DOCUMENT SEGMENT:
☆ ☆ ☆ ☆ ☆

In a preliminary report, the University of Georgia Center for Agribusiness and Economic Development concluded that some damage was probably inevitable. “Crop conditions may improve in some situations, but there is potential for disease and further deteriorating conditions in other situations,” states the report.
The report evaluates production value losses and the economic impacts based on damage assessments one week after the storm.
According to the report, “Production value losses in 28 Georgia counties are concentrated in southern areas near the Florida and Alabama borders. Cotton has the greatest losses with $32.2 million which is 24 percent of expected value for affected counties.
Pecans have the second greatest losses of $17.3 million, or 28 percent of expected production value. Corn production value losses are $10 million which is 20 percent of expected value.”
Total production value losses for affected counties are $71.7 million, which is 22 percent of expected production value. Direct output losses lead to $46.9 million in indirect impacts for total Georgia output impacts of $118.6 million in losses, states the report.
The September crop report from USDA/NASS would appear to confirm Georgia had generally normal temperatures for most of August, according to the UGA report, with most row crops showing a decline in estimated average yields from August to September.
The southwest portion of Georgia received heavy rainfall from Tropical Storm Fay, says the report, and based on a survey of growers contacted around Sept. 1, crop yields for tobacco, cotton and corn all showed slight decreases from the previous month. Soybean yield remained the same as in August, while peanuts showed a slight increase. The condition of most crops was rated fair to good.

☆ ☆ ☆ ☆ ☆

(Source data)

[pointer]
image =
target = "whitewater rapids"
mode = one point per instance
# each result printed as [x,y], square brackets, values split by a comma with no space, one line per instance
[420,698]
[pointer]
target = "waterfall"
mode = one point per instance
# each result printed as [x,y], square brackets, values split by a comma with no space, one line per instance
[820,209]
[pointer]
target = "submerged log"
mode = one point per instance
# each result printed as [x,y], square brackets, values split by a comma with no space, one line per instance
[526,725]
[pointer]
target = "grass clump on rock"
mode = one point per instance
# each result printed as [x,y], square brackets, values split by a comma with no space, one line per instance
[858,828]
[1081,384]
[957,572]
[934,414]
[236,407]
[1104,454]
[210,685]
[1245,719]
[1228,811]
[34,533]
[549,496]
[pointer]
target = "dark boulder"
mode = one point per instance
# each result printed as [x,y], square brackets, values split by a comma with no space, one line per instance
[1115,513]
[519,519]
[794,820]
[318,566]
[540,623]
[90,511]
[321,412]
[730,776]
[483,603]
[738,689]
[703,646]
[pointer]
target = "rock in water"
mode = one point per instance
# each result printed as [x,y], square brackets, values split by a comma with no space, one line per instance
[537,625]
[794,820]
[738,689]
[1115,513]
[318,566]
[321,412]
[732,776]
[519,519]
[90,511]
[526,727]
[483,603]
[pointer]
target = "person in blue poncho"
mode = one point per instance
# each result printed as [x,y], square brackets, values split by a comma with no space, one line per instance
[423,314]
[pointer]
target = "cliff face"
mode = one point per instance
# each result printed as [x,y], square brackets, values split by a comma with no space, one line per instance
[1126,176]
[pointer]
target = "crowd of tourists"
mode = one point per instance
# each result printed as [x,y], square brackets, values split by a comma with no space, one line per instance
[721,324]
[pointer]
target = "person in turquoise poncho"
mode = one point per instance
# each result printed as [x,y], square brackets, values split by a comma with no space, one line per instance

☆ ☆ ☆ ☆ ☆

EXERCISE DIRECTIONS:
Summarize the text on Georgia crop losses in two sentences.

RESPONSE TO THE EXERCISE:
A preliminary University of Georgia report, based on damage assessments one week after the storm, puts production value losses in 28 affected Georgia counties, concentrated in southern areas, at $71.7 million, or 22 percent of expected value, with cotton showing the greatest losses, followed by pecans. Adding $46.9 million in indirect impacts brings total Georgia output losses to $118.6 million, and a grower survey around Sept. 1 showed slight yield decreases for tobacco, cotton and corn after heavy rainfall from Tropical Storm Fay in southwest Georgia.